• _About this task_
In the records below, some lines contain "each"; state the number of such lines and nothing else.

---------- Available data ----------

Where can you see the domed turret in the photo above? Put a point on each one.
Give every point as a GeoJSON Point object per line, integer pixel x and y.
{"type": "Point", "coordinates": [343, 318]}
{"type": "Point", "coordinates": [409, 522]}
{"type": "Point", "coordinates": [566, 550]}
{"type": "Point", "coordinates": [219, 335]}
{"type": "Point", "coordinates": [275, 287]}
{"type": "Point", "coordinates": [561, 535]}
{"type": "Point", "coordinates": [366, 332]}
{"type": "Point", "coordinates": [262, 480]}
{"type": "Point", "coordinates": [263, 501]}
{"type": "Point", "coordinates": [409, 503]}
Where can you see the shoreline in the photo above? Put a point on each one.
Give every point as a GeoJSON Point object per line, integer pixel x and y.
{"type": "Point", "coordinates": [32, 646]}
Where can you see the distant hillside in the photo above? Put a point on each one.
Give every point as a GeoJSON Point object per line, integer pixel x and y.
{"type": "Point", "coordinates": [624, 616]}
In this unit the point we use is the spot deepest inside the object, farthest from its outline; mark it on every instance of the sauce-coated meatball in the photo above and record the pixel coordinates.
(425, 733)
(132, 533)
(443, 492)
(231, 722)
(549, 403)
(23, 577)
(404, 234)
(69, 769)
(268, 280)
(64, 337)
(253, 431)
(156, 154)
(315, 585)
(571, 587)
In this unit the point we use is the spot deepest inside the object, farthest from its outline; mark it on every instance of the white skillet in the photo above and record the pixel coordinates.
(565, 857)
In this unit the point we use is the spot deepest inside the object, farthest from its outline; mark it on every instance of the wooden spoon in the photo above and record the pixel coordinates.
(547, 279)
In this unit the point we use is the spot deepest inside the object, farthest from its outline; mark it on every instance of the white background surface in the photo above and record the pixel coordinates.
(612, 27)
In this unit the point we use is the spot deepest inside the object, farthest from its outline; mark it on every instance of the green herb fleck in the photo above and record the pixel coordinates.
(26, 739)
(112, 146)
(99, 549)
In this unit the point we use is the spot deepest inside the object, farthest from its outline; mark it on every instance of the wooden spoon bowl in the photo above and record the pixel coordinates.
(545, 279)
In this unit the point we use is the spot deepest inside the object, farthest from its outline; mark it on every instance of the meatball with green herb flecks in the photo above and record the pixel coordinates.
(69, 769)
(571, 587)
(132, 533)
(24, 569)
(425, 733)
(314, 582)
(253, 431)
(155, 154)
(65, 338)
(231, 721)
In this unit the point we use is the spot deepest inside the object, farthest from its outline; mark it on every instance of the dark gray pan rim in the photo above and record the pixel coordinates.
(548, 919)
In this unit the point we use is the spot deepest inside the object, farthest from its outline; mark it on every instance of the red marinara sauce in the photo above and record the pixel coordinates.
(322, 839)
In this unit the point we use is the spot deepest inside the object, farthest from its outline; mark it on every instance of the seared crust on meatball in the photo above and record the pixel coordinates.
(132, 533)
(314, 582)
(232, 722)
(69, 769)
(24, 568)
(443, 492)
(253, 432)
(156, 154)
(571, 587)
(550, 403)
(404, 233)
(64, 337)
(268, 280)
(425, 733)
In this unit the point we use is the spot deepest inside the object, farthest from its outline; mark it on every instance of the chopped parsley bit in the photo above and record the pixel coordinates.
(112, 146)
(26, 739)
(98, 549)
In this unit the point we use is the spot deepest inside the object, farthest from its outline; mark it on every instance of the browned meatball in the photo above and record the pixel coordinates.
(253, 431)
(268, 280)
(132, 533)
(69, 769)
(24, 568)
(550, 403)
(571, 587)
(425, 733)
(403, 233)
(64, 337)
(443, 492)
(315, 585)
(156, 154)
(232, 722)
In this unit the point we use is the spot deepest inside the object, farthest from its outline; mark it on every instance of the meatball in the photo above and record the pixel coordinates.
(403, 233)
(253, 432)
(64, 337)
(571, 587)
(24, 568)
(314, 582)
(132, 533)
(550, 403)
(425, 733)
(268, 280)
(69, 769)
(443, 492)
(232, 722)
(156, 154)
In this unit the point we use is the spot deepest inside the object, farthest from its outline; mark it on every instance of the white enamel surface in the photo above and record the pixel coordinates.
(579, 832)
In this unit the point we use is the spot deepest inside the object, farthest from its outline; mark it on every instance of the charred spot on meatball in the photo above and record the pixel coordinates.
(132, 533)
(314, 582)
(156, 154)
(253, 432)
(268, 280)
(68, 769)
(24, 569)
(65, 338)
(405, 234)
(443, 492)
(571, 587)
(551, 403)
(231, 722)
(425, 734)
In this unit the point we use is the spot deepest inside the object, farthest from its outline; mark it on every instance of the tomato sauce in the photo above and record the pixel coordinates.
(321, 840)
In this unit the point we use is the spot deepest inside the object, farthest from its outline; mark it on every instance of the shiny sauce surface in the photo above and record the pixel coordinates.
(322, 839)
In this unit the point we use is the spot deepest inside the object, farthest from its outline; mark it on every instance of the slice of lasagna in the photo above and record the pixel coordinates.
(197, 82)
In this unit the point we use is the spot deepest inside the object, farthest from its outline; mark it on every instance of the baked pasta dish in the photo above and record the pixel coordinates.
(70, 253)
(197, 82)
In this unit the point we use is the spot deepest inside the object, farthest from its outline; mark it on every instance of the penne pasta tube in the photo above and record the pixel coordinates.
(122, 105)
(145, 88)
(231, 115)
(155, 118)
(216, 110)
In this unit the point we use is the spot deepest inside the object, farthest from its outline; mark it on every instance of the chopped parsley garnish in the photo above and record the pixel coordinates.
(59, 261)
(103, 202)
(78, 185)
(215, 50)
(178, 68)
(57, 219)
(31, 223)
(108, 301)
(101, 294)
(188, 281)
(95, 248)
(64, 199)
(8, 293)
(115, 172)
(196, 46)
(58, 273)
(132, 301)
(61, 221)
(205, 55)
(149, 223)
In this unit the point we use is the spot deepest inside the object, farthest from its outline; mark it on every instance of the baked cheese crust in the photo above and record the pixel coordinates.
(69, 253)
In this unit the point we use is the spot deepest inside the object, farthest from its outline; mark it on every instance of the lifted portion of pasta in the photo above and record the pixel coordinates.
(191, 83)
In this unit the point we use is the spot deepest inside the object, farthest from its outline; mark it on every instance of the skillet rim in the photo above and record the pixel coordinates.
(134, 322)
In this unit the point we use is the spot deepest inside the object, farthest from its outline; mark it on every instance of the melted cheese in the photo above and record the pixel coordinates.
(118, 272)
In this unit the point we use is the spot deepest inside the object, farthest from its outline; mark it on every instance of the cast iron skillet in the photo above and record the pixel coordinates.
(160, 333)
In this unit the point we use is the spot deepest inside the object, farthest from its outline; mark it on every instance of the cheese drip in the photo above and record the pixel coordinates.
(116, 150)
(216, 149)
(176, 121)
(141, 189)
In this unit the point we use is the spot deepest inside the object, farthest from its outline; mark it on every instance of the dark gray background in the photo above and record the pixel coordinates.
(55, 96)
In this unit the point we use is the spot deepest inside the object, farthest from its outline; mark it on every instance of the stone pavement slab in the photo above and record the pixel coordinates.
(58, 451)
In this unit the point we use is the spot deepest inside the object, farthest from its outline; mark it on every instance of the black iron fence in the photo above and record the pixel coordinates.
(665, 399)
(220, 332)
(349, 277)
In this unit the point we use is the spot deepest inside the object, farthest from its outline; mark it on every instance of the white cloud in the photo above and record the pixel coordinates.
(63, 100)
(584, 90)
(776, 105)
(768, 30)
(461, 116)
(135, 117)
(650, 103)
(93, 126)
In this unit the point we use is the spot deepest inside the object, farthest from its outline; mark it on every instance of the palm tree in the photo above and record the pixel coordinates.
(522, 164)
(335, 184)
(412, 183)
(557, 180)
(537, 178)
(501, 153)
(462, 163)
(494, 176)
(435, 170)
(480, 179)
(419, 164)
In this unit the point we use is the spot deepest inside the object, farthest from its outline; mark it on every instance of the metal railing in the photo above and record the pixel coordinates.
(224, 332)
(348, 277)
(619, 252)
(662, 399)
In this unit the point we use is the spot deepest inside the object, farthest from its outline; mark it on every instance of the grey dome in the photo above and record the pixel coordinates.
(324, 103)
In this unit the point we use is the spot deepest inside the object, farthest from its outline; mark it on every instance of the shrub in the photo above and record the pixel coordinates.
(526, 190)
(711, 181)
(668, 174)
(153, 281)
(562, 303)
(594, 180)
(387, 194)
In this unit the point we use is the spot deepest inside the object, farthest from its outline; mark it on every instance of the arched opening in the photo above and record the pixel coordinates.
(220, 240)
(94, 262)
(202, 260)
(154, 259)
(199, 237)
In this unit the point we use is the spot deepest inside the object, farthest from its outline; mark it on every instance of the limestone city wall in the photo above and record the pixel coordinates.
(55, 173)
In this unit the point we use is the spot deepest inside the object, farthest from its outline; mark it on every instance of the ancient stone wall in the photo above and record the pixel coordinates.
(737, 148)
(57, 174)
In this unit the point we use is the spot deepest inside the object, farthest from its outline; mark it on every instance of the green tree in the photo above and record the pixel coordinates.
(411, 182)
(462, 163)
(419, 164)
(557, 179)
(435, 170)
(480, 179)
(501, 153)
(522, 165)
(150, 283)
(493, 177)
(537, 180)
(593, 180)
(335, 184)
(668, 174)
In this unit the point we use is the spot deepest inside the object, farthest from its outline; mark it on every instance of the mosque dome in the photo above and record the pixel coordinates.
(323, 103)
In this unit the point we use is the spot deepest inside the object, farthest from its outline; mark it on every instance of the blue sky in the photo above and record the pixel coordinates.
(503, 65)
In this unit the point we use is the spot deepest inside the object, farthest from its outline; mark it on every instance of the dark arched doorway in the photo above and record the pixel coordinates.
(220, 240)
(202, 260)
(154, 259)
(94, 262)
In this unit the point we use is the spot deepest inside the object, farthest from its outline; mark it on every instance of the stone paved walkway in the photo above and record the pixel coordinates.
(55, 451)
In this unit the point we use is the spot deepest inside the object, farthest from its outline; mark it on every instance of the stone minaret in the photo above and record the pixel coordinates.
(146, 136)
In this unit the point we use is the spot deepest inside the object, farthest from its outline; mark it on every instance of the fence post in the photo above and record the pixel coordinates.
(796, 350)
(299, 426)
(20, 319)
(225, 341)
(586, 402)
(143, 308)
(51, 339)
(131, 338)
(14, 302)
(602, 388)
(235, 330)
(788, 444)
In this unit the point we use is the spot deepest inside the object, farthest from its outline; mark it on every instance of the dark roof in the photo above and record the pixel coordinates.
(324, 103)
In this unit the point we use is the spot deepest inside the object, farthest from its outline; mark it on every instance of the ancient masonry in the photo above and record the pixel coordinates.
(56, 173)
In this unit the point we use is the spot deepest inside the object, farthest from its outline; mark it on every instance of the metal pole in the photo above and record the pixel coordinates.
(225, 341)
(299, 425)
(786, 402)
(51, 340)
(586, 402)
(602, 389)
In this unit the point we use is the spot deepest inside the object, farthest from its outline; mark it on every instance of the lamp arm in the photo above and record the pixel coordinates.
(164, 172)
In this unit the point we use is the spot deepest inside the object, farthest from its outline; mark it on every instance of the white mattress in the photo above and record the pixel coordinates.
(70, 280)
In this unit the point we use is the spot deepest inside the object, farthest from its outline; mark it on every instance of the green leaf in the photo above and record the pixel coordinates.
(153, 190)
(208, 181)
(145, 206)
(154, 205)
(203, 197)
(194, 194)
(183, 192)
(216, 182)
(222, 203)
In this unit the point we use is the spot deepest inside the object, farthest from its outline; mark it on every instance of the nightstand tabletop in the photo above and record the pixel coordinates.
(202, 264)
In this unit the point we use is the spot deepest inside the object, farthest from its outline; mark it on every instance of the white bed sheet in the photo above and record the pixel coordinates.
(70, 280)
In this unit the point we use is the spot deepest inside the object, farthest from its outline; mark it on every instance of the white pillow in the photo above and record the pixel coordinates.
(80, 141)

----------

• _Finished exercise_
3